WHAT IS ASKED
Please scale the records starting at the line containing "Where can you see the utility" and ending at the last line of the records, restating every line, requests included, with each coordinate in the answers multiplied by 0.3 and rounded to a whole number, halves up. Return only those lines.
>>>
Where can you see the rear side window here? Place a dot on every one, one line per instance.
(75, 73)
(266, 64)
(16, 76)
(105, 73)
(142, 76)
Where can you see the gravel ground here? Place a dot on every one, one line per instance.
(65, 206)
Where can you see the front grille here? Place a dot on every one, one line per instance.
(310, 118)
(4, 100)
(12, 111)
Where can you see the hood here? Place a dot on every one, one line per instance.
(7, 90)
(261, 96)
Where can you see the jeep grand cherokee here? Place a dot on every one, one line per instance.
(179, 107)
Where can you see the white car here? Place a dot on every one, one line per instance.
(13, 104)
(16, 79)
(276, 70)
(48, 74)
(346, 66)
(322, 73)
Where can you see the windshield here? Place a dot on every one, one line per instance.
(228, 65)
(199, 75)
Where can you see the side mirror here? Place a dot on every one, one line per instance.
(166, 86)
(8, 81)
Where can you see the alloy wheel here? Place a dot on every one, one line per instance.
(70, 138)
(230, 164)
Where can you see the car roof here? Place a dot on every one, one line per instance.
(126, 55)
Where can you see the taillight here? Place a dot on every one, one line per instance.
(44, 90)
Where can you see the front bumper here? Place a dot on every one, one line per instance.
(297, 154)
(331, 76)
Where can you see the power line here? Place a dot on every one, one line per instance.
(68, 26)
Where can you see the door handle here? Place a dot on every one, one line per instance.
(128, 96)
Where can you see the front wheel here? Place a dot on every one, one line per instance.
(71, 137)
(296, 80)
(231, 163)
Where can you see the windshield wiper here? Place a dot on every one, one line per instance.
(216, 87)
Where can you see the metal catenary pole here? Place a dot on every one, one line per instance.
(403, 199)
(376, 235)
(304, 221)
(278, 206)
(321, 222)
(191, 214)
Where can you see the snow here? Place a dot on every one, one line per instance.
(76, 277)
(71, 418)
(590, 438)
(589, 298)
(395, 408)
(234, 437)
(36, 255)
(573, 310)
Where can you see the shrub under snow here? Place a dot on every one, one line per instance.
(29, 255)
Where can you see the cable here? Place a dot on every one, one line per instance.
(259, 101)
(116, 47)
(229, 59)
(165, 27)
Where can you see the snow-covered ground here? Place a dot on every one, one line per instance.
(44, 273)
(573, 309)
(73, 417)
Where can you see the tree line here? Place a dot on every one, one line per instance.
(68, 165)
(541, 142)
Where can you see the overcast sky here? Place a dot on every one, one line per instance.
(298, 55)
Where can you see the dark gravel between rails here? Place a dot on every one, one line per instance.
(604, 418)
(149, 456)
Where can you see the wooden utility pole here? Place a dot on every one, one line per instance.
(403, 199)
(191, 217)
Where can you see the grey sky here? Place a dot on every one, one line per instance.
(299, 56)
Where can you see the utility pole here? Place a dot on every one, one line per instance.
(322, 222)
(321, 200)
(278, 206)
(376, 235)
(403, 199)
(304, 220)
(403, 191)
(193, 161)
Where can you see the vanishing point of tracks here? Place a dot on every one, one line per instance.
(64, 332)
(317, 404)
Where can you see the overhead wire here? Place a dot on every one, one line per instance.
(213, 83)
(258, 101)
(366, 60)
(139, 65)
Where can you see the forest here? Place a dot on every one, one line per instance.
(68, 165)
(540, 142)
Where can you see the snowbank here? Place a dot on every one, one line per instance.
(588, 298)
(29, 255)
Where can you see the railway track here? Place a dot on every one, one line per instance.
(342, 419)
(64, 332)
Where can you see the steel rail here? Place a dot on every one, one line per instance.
<<<
CORRECT RESPONSE
Where can you see the utility pole here? Place a dot on every one, one line per instance.
(97, 67)
(96, 60)
(83, 62)
(113, 71)
(121, 60)
(91, 66)
(121, 57)
(58, 48)
Where can you see the vanishing point of tracks here? Place a dot on every one, one line per instance.
(19, 100)
(95, 121)
Where can you see the overhead wire here? Place a dot on every one, one line per instance.
(64, 25)
(77, 30)
(110, 18)
(42, 20)
Where can you see the forest here? Place a dot on every one, one line per instance.
(20, 50)
(162, 43)
Where can you see the snowbank here? Place a dot on every one, one line per instance.
(176, 89)
(9, 77)
Where can you see the railway track here? Place a dot on every one, one line per instance.
(103, 126)
(19, 100)
Where can you see the steel rail here? Place a dot on every one, one line per instance.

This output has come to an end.